#### Stated problem
Can you return, word for word, the part of the piece about Irena Bobowska below starting at "Irena Bobowska was artistically" and ending at "(15 May 1932)."?

#### Excerpt provided
— start —
It has already been written a lot about the fight of Poles in the conspiratorial country. However, there is still a lot to remind.

Poles were fighting for their independence in the country and outside it on many fronts, where they could organize themselves: in Poland and outside it, in Europe and Africa. We were the biggest conspiratorial armed force and respectable front’s army. Soldiers and civilians were fighting, men and women of various ages. Also children were fighting. Women and girls took part in many actions, in which men could not participate. We faced the German and Soviet genocide. The days 1 and 17 September 1939 were a big shock for us, Poles, but also the beginning of the whole loss of elementary respect for the man from the German and Soviet invaders.

Her name was Irena Bobowska. She was born before the war and lived in Poznań. She came from a patriotic Polish family, was a girl scout and a modest student of the Gymnasium and Secondary School under the name of Dąbrówka, and she was paralyzed after the illness of Hein-Medin.

Secretly from her parents Irena expressed her willingness to be ‘a live torpedo’, just before the war. She justified it in the following way: ‘I cannot serve to my homeland with my disability in any other way, so I undertook a commitment known to my parents, from which nothing will dissuade me’ *

Irena Bobowska was artistically talented (poetry, drawings). Her lyric works are characterized by the depth of feelings and subtlety of expression. I enclose, among the others, a poem written by a 12-year-old Irena for her mother (15 May 1932).

After the invasion of the Germans into Poznań (the beginning of September 1939) Irena Bobowska joined a secret organization. Working in the underground and distributing a secret newspaper ‘Reveille’, she was doing a lot for the oppressed homeland as much as she could. In the beginning of the year 1940 she joined an conspiratorial armed organization of the later name - the Western Volunteer Army (8 December 1939)after the union, whose commander was the captain Leon Komorowski (‘Szeliga’), taking on the nickname ‘an otter’.

Irena Bobowska was arrested by Gestapo on 20 June 1940. She was imprisoned in Fort VII in Poznań, in a prison in Wronki, in Berlin (Alt-Moabit, a prison for women - Ploetzensee). She was sentenced to death penalty on 24 August 1942, the execution was done on 27 September the same year. She was guillotined in the prison Ploetzensee. In justification of the verdict it was written that ‘from January till May 1940 Irena Bobowska was writing articles about political and military situation, expressed her opinions that the bad situation of Poland would get better when England and France overcame Germany, that Poland would gain a victory at that time and would be even bigger than it had been decided in the Treaty of Versailles, that Poland would be resurrected again’.
— end —
#### Supplied entries
— start —
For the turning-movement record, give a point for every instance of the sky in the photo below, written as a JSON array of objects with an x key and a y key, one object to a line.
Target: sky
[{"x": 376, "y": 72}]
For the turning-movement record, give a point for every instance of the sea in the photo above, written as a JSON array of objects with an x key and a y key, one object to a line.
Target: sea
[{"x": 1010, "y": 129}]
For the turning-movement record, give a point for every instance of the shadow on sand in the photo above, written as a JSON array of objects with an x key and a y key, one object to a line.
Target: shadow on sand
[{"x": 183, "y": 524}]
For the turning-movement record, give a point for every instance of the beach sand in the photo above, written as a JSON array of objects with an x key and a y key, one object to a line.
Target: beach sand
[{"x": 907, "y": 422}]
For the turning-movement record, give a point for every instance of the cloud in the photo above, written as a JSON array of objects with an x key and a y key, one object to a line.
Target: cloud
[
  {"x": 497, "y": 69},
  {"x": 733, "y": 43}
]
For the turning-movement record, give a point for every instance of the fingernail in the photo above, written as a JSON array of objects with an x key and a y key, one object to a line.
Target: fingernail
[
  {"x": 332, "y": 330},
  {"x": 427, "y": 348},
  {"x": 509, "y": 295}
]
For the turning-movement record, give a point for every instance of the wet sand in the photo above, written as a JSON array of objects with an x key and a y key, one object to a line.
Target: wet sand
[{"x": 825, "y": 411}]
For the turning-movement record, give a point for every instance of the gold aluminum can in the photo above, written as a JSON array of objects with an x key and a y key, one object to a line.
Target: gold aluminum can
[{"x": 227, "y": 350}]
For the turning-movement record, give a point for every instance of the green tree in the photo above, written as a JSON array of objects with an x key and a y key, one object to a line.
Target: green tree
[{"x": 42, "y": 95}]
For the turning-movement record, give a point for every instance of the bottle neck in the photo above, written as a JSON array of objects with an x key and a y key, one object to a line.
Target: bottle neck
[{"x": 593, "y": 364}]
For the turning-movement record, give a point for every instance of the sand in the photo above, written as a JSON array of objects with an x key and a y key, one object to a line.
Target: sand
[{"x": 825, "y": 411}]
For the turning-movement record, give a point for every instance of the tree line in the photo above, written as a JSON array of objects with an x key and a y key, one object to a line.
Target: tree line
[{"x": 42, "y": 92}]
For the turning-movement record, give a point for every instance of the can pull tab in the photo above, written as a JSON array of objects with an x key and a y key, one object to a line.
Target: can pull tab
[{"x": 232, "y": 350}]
— end —
#### Reply to the exercise
Irena Bobowska was artistically talented (poetry, drawings). Her lyric works are characterized by the depth of feelings and subtlety of expression. I enclose, among the others, a poem written by a 12-year-old Irena for her mother (15 May 1932).